-- start TEXT PROVIDED --

I have a .csv
file with 600 million plus rows. I need to upload this into a database. It will have 3 columns assigned as primary keys.
I use pandas
to read the file in chunks of 1000 lines.
At each chunk iteration I use the
INSERT INTO db_name.dbo.table_name("col1", "col2", "col3", "col4")
VALUES (?,?,?,?)
cursor.executemany(query, df.values.tolist())
Syntax with pyodbc
in python to upload data in chunks of 1000 lines.
Unfortunately, there are apparently some duplicate rows present. When the duplicate row is encountered the uploading stops with an error from SQL Server.
Question: how can I upload data such that whenever a duplicate is encountered instead of stopping it will just skip that line and upload the rest? I found some questions and answers on insert into table from another table
, or insert into table from variables declared
, but nothing on reading from a file and using insert into table col_names values()
command.
Based on those answers one idea might be:
At each iteration of chunks:
- Upload to a temp table
- Do the insertion from the temp table into the final table
- Delete the rows in the temp table
However, with such a large file each second counts, and I was looking for an answer with better efficiency.
I also tried to deal with duplicates using python, however, since the file is too large to fit into the memory I could not find a way to do that.
Question 2: if I were to use bulk insert
, how would I achieve to skip over the duplicates?
Thank you

-- end TEXT PROVIDED --

**SHORT EXERCISE 1**
Extract every line of the listing that contains the string "logo".
The listing that comes next has no connection to the forum thread above.

-- start DATASET RECORDS --

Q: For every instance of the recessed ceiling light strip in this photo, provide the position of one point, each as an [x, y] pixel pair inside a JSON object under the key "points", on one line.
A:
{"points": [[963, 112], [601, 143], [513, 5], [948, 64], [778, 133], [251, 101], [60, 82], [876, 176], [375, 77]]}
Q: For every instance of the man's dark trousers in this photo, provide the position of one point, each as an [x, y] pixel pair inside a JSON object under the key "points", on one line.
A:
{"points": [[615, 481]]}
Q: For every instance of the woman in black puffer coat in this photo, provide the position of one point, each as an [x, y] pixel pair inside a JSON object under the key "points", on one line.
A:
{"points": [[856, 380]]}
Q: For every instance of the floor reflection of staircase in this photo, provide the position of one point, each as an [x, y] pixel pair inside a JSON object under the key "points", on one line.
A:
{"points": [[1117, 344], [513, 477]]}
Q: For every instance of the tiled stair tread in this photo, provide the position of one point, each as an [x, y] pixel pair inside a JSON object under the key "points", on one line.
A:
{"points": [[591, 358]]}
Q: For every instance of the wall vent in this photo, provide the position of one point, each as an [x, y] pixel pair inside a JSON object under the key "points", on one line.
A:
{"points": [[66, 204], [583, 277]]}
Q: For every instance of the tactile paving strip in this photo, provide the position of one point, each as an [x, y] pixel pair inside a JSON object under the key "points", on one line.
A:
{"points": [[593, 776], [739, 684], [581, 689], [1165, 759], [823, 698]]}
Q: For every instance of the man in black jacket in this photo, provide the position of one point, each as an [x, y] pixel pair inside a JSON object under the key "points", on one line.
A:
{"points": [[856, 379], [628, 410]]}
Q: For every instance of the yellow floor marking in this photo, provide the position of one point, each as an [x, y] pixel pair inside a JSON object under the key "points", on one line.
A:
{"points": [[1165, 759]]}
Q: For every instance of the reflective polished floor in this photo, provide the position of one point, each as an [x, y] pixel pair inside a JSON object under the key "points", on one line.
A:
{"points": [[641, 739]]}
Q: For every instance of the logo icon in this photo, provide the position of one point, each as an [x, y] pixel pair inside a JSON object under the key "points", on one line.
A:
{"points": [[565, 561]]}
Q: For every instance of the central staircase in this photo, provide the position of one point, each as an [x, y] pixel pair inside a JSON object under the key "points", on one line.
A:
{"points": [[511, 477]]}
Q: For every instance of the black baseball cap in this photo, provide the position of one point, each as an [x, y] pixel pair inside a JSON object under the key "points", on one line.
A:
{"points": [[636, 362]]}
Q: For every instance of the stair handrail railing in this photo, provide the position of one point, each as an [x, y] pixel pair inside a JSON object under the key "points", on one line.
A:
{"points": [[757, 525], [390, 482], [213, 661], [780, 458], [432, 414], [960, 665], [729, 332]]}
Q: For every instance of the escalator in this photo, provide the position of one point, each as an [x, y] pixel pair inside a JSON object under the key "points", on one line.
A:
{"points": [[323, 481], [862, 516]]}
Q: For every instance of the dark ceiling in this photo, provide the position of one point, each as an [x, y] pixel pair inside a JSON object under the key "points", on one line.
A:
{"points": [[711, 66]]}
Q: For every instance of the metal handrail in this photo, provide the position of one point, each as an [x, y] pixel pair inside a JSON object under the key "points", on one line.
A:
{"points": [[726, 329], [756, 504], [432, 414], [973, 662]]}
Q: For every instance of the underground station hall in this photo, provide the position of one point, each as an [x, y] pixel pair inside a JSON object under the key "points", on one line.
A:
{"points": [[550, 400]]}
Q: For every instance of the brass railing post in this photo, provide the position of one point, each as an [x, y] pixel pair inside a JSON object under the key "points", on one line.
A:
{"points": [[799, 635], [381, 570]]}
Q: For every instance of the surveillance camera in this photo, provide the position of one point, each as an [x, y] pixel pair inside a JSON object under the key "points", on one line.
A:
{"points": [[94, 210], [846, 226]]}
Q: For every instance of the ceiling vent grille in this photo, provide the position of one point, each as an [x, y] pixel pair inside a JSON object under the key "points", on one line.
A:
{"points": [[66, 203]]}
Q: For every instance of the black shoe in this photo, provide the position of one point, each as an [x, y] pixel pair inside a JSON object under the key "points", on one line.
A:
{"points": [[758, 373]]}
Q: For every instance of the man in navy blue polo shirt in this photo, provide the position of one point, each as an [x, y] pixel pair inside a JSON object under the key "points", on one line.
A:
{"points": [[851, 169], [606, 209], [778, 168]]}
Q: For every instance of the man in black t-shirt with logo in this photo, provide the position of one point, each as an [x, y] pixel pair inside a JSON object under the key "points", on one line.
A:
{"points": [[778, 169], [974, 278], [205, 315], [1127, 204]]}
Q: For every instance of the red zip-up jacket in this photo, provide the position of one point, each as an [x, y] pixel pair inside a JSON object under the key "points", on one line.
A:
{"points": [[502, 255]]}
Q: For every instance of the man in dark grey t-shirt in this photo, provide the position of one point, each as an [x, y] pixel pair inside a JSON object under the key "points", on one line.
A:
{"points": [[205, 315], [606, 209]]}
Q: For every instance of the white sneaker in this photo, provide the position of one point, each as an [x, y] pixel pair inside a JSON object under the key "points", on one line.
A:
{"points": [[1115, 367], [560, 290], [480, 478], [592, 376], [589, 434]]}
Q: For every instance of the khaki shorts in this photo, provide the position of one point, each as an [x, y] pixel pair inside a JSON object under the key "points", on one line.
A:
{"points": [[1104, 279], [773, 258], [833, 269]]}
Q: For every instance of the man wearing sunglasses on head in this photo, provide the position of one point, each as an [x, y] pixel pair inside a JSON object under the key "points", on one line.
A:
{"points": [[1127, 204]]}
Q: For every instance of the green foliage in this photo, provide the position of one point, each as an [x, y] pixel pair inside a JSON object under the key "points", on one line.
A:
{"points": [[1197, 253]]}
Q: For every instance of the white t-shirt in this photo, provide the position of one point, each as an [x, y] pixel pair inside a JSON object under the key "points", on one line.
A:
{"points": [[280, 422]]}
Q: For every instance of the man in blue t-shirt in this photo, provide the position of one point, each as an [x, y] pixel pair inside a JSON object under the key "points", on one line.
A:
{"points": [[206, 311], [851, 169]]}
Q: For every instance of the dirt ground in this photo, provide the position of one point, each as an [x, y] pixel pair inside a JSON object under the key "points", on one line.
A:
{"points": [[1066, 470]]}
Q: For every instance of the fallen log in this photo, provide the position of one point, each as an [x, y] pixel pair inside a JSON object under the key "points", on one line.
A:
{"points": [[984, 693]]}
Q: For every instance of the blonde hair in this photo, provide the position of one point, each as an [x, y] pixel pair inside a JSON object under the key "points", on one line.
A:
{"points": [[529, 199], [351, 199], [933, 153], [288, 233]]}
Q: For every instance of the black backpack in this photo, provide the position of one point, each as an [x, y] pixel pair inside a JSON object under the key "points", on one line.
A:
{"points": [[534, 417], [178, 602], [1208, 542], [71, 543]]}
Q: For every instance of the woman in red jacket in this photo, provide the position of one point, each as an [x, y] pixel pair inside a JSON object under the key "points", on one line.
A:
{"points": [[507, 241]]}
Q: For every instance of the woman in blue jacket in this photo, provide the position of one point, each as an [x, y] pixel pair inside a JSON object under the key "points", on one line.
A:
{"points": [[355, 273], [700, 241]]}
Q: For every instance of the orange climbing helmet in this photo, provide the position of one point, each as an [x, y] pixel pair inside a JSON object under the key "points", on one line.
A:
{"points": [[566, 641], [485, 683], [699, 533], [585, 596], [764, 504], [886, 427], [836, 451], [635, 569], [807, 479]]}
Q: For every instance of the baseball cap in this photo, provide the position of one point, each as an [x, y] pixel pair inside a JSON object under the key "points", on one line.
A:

-- end DATASET RECORDS --

**SHORT EXERCISE 2**
According to the forum thread on loading a large CSV file into a database, how many lines does each chunk hold when pandas reads the file?

**WORKED SOLUTION 1**
Q: For every instance of the logo icon in this photo, provide the position of one point, each as an [x, y] pixel pair inside a JSON object under the key "points", on one line.
Q: For every instance of the man in black t-shirt with logo in this photo, provide the position of one point, each as an [x, y] pixel pair inside a JSON object under the key "points", on one line.

**WORKED SOLUTION 2**
Each chunk holds 1000 lines.